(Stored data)
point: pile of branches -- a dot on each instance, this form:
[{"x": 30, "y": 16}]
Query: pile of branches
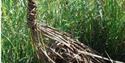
[
  {"x": 65, "y": 49},
  {"x": 55, "y": 46}
]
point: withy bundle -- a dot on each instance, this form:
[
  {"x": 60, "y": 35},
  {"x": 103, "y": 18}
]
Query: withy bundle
[{"x": 58, "y": 47}]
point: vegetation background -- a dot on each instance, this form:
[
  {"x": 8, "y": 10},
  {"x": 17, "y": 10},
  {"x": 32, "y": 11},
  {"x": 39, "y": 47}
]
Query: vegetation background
[{"x": 99, "y": 24}]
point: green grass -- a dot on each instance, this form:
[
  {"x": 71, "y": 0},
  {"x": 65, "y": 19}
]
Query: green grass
[{"x": 97, "y": 23}]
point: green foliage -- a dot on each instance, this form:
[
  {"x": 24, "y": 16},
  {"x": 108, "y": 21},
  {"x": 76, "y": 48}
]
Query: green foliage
[{"x": 98, "y": 23}]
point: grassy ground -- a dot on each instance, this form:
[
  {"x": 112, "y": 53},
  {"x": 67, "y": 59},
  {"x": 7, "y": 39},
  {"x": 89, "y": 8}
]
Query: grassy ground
[{"x": 98, "y": 23}]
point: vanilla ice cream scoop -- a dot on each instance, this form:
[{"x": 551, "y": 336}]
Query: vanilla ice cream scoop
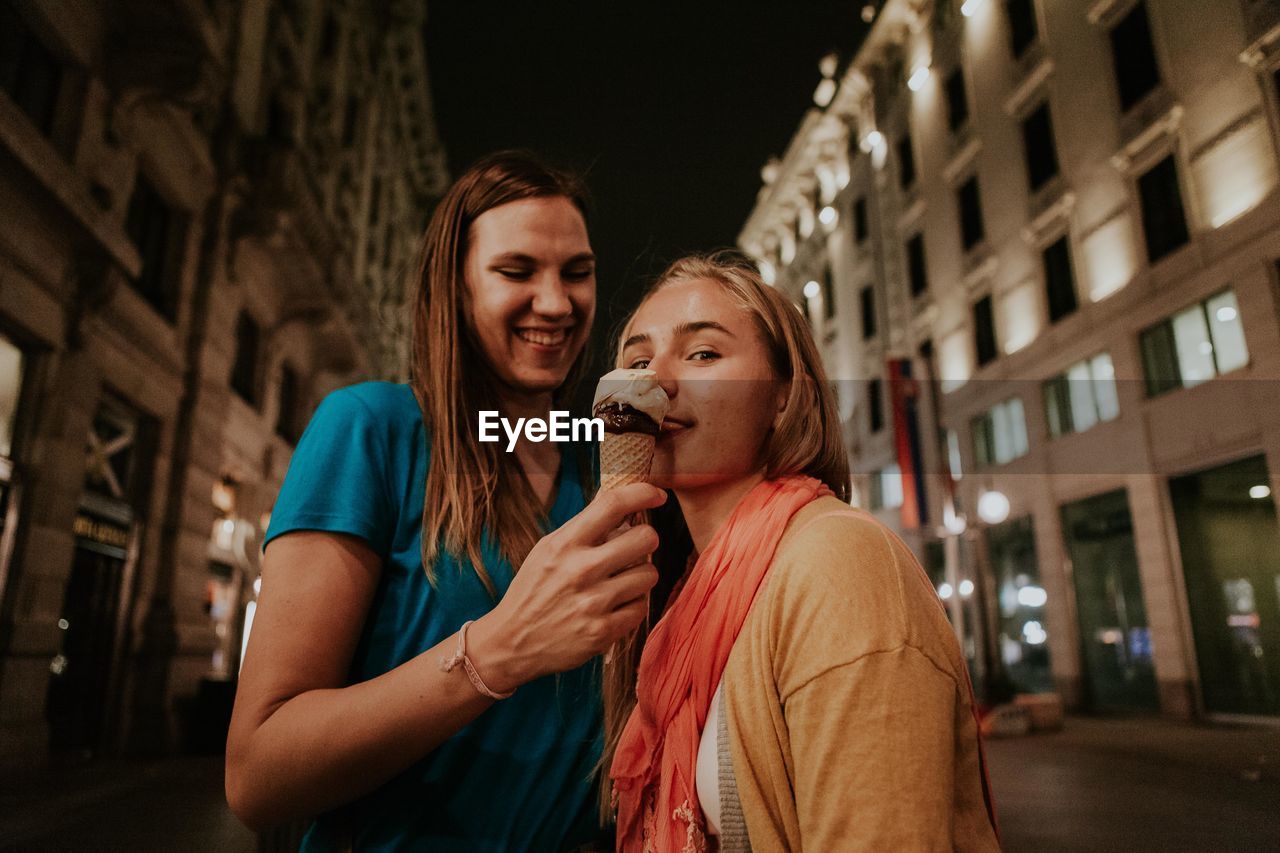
[{"x": 629, "y": 400}]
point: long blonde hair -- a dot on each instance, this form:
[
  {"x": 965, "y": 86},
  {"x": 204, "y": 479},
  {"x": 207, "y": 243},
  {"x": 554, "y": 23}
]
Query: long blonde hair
[
  {"x": 472, "y": 489},
  {"x": 807, "y": 439}
]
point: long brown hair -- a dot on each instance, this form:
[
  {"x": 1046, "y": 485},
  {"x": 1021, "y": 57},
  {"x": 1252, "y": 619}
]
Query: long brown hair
[
  {"x": 472, "y": 489},
  {"x": 807, "y": 439}
]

> _PROBLEM REQUIREMENTS_:
Write out the rows above line for line, with no changes. Leave the pictures out.

> _OUTPUT_:
point: pile of branches -- a dot on each instance, this form:
[{"x": 30, "y": 16}]
Query: pile of branches
[
  {"x": 65, "y": 49},
  {"x": 55, "y": 46}
]
point: withy bundle -- a dot on each instance, this form:
[
  {"x": 60, "y": 35},
  {"x": 103, "y": 18}
]
Query: withy bundle
[{"x": 58, "y": 47}]
point: vegetation background -- a dot on each instance, this form:
[
  {"x": 8, "y": 10},
  {"x": 17, "y": 10},
  {"x": 32, "y": 11},
  {"x": 39, "y": 47}
]
Query: vegetation background
[{"x": 99, "y": 24}]
point: green grass -- a dot on each instance, this form:
[
  {"x": 71, "y": 0},
  {"x": 65, "y": 19}
]
Query: green grass
[{"x": 97, "y": 23}]
point: green foliage -- a dot on each instance, this form:
[
  {"x": 24, "y": 16},
  {"x": 108, "y": 21},
  {"x": 76, "y": 48}
]
Query: green foliage
[{"x": 98, "y": 23}]
point: grassy ground -- a dot on each instance, this form:
[
  {"x": 112, "y": 53},
  {"x": 67, "y": 59},
  {"x": 7, "y": 39},
  {"x": 89, "y": 8}
]
Query: grassy ground
[{"x": 98, "y": 23}]
point: vanilla ice cream scoop -- a dot on each instance, this form:
[{"x": 551, "y": 336}]
Query: vanilla ice cream scoop
[{"x": 629, "y": 400}]
point: long blonde hair -- a dot on each instance, this form:
[
  {"x": 965, "y": 86},
  {"x": 204, "y": 479},
  {"x": 207, "y": 243},
  {"x": 554, "y": 23}
]
Query: long blonde hair
[
  {"x": 472, "y": 489},
  {"x": 807, "y": 439}
]
point: long brown hair -- a dot on each instance, this form:
[
  {"x": 1046, "y": 485},
  {"x": 1021, "y": 57},
  {"x": 1252, "y": 619}
]
Query: long brown hair
[
  {"x": 472, "y": 489},
  {"x": 807, "y": 439}
]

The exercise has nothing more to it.